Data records

——————————

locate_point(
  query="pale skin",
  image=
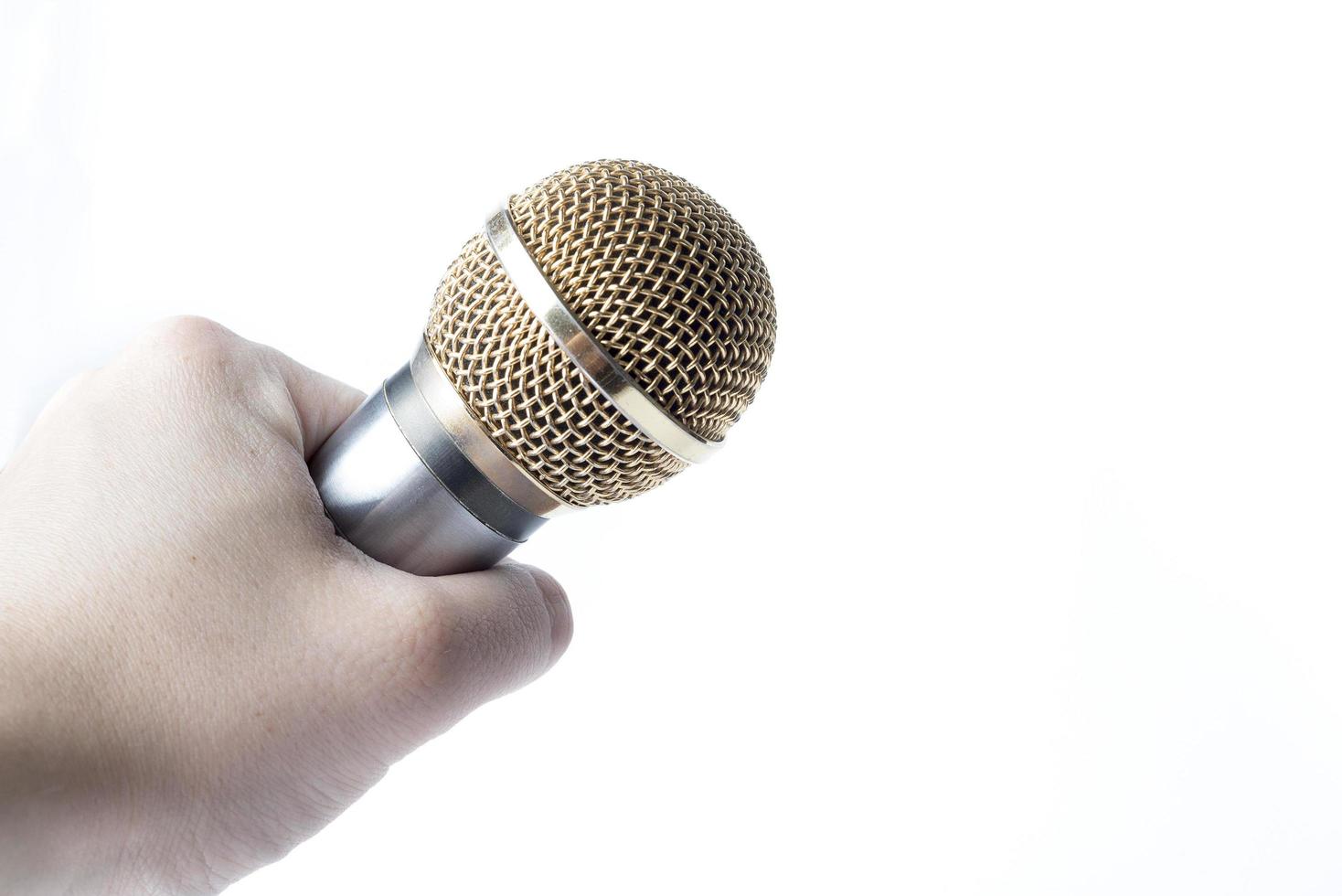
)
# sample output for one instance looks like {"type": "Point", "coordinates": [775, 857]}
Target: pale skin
{"type": "Point", "coordinates": [197, 672]}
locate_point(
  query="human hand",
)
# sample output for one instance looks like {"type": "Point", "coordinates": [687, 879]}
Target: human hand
{"type": "Point", "coordinates": [197, 674]}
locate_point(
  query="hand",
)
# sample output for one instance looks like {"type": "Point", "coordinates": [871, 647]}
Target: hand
{"type": "Point", "coordinates": [197, 674]}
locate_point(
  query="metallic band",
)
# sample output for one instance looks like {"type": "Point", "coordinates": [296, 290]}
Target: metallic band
{"type": "Point", "coordinates": [591, 358]}
{"type": "Point", "coordinates": [472, 440]}
{"type": "Point", "coordinates": [450, 465]}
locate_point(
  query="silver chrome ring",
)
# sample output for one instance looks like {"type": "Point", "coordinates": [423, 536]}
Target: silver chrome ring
{"type": "Point", "coordinates": [473, 442]}
{"type": "Point", "coordinates": [591, 358]}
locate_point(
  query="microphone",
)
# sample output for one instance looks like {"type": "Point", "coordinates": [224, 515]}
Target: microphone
{"type": "Point", "coordinates": [599, 336]}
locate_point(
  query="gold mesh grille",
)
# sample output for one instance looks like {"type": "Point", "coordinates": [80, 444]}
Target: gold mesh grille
{"type": "Point", "coordinates": [659, 274]}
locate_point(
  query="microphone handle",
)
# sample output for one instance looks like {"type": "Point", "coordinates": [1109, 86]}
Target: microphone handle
{"type": "Point", "coordinates": [399, 487]}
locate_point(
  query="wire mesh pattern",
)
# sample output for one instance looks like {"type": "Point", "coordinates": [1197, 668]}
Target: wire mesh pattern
{"type": "Point", "coordinates": [662, 278]}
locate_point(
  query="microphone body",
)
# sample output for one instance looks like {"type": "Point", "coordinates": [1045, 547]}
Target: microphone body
{"type": "Point", "coordinates": [597, 336]}
{"type": "Point", "coordinates": [403, 491]}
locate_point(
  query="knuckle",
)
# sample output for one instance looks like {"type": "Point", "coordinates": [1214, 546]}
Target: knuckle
{"type": "Point", "coordinates": [186, 332]}
{"type": "Point", "coordinates": [188, 341]}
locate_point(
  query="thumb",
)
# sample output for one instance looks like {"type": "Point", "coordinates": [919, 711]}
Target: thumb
{"type": "Point", "coordinates": [472, 637]}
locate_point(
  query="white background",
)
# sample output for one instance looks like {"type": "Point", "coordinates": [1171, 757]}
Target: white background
{"type": "Point", "coordinates": [1020, 577]}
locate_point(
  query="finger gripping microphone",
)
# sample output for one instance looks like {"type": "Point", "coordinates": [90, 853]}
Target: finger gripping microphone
{"type": "Point", "coordinates": [600, 335]}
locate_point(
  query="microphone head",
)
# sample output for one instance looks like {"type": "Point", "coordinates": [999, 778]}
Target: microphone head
{"type": "Point", "coordinates": [665, 282]}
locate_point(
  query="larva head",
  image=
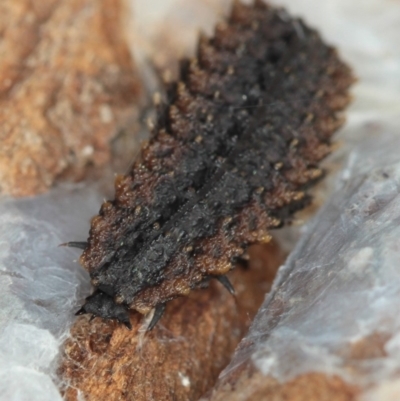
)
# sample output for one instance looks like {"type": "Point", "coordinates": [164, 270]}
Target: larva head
{"type": "Point", "coordinates": [102, 305]}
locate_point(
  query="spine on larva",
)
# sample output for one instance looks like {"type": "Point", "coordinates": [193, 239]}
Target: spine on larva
{"type": "Point", "coordinates": [235, 146]}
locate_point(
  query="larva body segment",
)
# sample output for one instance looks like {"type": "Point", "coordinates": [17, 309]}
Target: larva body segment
{"type": "Point", "coordinates": [235, 146]}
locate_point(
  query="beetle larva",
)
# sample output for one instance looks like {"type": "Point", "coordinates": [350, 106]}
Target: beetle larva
{"type": "Point", "coordinates": [234, 148]}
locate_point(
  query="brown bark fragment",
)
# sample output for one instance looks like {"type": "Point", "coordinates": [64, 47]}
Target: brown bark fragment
{"type": "Point", "coordinates": [66, 81]}
{"type": "Point", "coordinates": [183, 355]}
{"type": "Point", "coordinates": [254, 386]}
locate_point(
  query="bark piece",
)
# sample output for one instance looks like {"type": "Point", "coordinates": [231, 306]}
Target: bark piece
{"type": "Point", "coordinates": [66, 83]}
{"type": "Point", "coordinates": [181, 358]}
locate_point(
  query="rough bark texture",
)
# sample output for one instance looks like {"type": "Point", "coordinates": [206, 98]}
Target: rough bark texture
{"type": "Point", "coordinates": [251, 385]}
{"type": "Point", "coordinates": [66, 83]}
{"type": "Point", "coordinates": [183, 355]}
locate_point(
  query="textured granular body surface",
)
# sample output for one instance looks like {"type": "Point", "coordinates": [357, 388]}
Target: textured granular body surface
{"type": "Point", "coordinates": [236, 144]}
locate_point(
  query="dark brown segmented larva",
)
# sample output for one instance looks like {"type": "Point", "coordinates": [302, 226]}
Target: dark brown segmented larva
{"type": "Point", "coordinates": [235, 146]}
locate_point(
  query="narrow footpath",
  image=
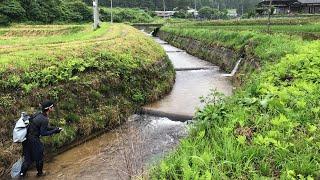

——————————

**BRIEF**
Copy out each line of the rows above that contains the string "wire".

**RESPONSE**
  query="wire mesh pattern",
Target: wire mesh pattern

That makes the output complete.